◆ **Task to carry out**
Revise the listing from the line containing "Find the utility pole" through the end, inclusive, so that "blurred" becomes "out-of-focus" and nothing else changes. Leave the pictures out of your answer.

◆ **Input rows**
--- Begin ---
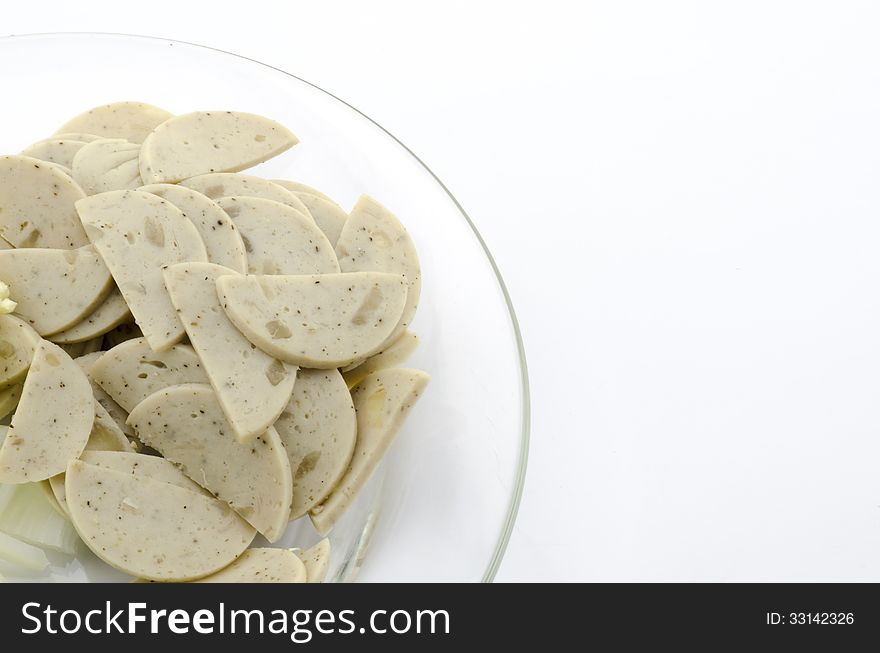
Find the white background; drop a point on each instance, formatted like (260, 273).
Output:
(684, 199)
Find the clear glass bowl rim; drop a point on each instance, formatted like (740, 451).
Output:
(525, 428)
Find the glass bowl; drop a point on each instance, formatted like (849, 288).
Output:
(442, 505)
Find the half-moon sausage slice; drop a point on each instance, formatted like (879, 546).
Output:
(317, 320)
(151, 529)
(210, 141)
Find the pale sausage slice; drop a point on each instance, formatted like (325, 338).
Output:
(252, 386)
(382, 401)
(137, 464)
(17, 344)
(327, 214)
(76, 136)
(279, 239)
(129, 120)
(297, 187)
(151, 529)
(318, 429)
(105, 165)
(373, 239)
(229, 184)
(55, 150)
(52, 423)
(9, 399)
(392, 356)
(320, 321)
(132, 371)
(187, 426)
(37, 205)
(210, 141)
(222, 240)
(317, 561)
(105, 436)
(114, 410)
(262, 566)
(112, 312)
(138, 234)
(55, 288)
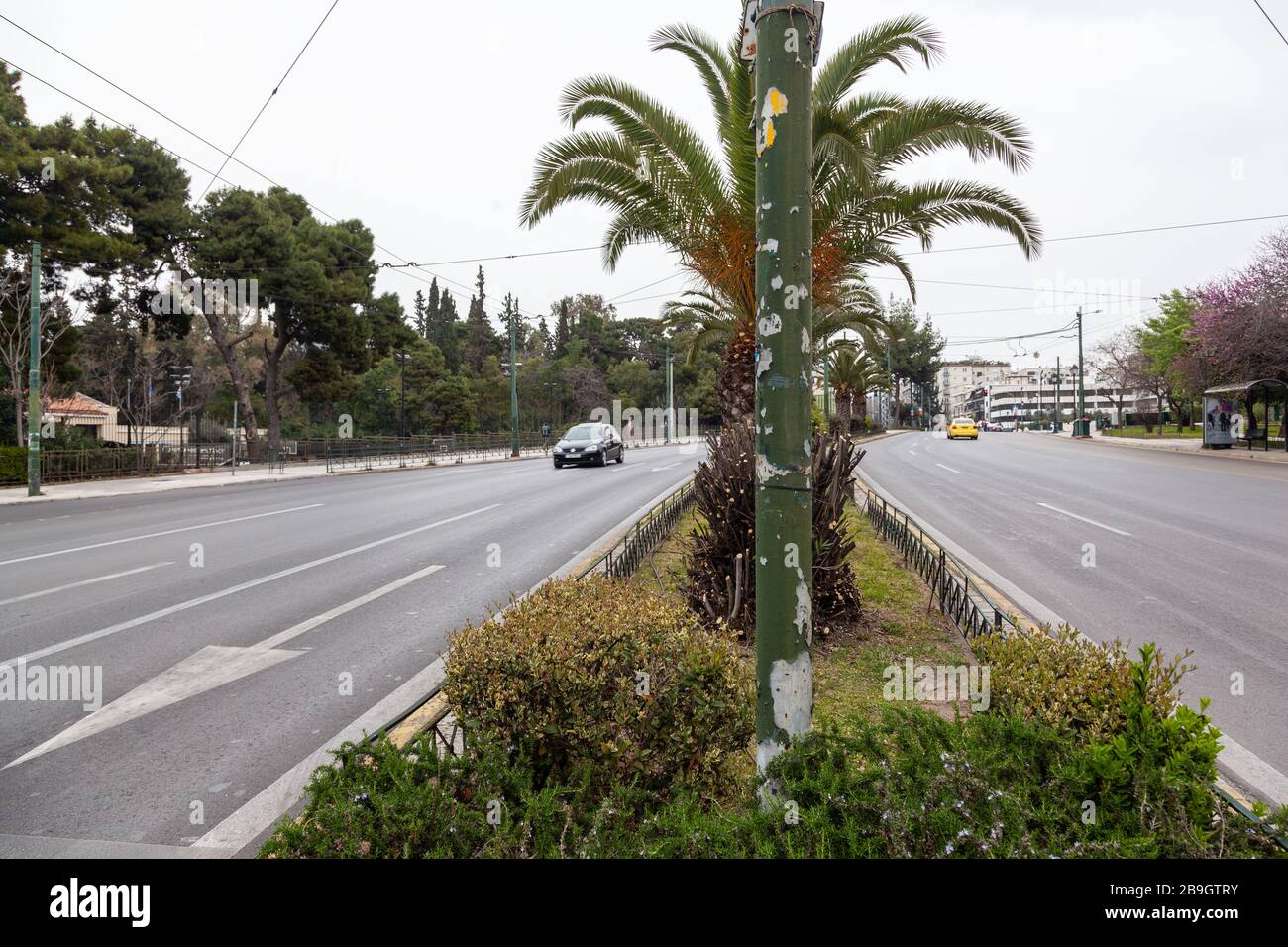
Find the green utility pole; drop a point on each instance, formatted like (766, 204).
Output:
(786, 38)
(1081, 428)
(1059, 411)
(827, 386)
(670, 395)
(34, 379)
(894, 392)
(514, 385)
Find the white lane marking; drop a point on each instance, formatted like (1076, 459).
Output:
(1065, 513)
(232, 590)
(241, 827)
(261, 812)
(163, 532)
(209, 668)
(85, 581)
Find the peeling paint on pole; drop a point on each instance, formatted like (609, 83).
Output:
(785, 282)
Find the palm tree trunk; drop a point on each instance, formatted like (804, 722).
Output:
(735, 381)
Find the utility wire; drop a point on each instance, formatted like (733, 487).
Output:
(1271, 22)
(1106, 234)
(284, 75)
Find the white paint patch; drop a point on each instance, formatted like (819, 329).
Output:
(1074, 515)
(163, 532)
(764, 470)
(767, 359)
(765, 751)
(793, 686)
(804, 620)
(85, 581)
(769, 325)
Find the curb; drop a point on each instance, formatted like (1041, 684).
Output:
(1263, 457)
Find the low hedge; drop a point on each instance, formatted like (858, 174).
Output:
(910, 785)
(13, 464)
(591, 681)
(1069, 682)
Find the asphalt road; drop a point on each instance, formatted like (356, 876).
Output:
(1190, 552)
(346, 586)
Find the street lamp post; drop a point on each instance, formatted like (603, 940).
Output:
(402, 393)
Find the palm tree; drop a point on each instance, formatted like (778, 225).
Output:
(854, 373)
(666, 185)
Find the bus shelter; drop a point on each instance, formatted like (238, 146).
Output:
(1249, 412)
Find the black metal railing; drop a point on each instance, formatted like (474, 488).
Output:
(67, 466)
(953, 587)
(627, 554)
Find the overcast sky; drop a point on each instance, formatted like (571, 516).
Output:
(423, 120)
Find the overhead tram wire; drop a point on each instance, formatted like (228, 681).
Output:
(279, 82)
(403, 263)
(1270, 21)
(406, 264)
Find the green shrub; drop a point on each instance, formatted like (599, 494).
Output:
(1069, 682)
(591, 681)
(13, 464)
(910, 785)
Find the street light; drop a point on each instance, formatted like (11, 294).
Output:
(402, 397)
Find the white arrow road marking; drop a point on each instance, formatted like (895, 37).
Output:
(86, 581)
(233, 590)
(210, 668)
(163, 532)
(1065, 513)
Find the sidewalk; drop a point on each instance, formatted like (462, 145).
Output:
(249, 474)
(1176, 445)
(253, 474)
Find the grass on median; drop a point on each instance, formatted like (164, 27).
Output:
(874, 780)
(1138, 432)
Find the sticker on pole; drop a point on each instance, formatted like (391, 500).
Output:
(747, 51)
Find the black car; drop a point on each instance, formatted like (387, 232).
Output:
(589, 444)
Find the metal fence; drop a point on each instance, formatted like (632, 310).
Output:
(649, 531)
(953, 587)
(59, 466)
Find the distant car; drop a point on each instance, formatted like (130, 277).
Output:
(590, 444)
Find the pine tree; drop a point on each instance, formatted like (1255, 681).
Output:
(419, 316)
(546, 339)
(563, 330)
(445, 328)
(433, 312)
(481, 339)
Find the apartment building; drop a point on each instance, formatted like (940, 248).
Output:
(958, 379)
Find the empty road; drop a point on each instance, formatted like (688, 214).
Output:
(1189, 552)
(237, 630)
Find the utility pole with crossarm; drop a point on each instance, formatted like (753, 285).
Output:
(785, 46)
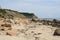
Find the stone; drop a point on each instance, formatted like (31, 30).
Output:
(57, 32)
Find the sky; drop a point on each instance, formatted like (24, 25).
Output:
(41, 8)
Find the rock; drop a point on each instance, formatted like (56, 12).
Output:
(12, 32)
(57, 32)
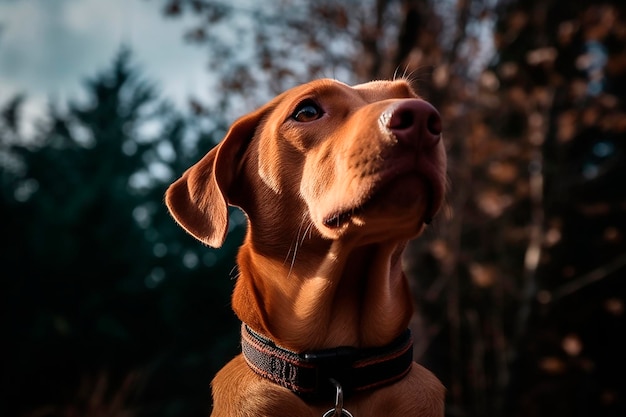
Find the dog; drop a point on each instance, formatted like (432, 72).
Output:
(334, 181)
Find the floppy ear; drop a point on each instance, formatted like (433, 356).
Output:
(198, 200)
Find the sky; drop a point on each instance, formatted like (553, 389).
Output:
(49, 47)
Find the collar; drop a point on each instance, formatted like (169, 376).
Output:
(308, 374)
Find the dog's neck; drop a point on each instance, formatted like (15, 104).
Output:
(334, 294)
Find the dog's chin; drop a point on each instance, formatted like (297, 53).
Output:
(405, 205)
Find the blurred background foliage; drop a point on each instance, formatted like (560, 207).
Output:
(109, 309)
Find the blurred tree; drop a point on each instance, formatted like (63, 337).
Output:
(104, 298)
--- End ---
◆ **Completed task**
Find the utility pole with crossarm; drop a point on each instance, formatted like (753, 285).
Output:
(785, 46)
Find the stone; drop a point on each instance, formatted like (31, 30).
Output:
(57, 32)
Find the sky; drop a point on each instance, formatted like (24, 25).
Output:
(41, 8)
Find the rock; drop a point on each instance, formatted like (56, 12).
Output:
(12, 32)
(57, 32)
Find the dog; drop a point on each instance, formatted like (432, 72).
Output:
(334, 181)
Find the floppy ear; drop a point on each instance, formatted like (433, 356).
Output:
(198, 200)
Find the sky; drop a point on each instance, formatted like (553, 389).
Output:
(49, 47)
Find the collar; drop a point on each instance, formatted like (169, 376).
Output:
(308, 374)
Find the dog's neck; drop a point on each instance, formatted like (15, 104).
Output:
(334, 294)
Find the dog's chin; drop a point on each instance, formatted like (297, 53).
Output:
(405, 205)
Find the out-of-focus background foliage; drop a point on each instance, formatted like (560, 207).
Output:
(109, 309)
Find the out-of-focus tree; drop a point on each instance, formatted like (63, 337).
Output:
(104, 298)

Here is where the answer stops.